*** Task data ***

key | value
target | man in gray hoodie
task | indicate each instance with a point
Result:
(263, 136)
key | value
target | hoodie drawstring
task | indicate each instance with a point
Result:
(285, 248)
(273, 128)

*** End of Task data ***

## Task item
Write out the data exactly as it stands.

## Solution below
key | value
target | man in gray hoodie
task | indicate each instance with a point
Result:
(263, 136)
key | value
target | hoodie drawstring
task | indicate each instance with a point
Result:
(285, 248)
(273, 128)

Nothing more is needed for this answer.